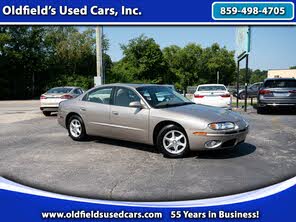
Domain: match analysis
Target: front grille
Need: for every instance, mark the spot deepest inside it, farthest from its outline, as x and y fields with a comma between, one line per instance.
x=242, y=130
x=229, y=143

▶ _DIRECTIONS_
Copy out the records above word for word, leaving out the pictures.

▶ _THE RESULT_
Domain: match analysis
Target: front grille
Need: for every instance, mark the spot deepest inside it, farthest from its outline, as x and y fields with a comma between, one line per instance.
x=242, y=130
x=229, y=143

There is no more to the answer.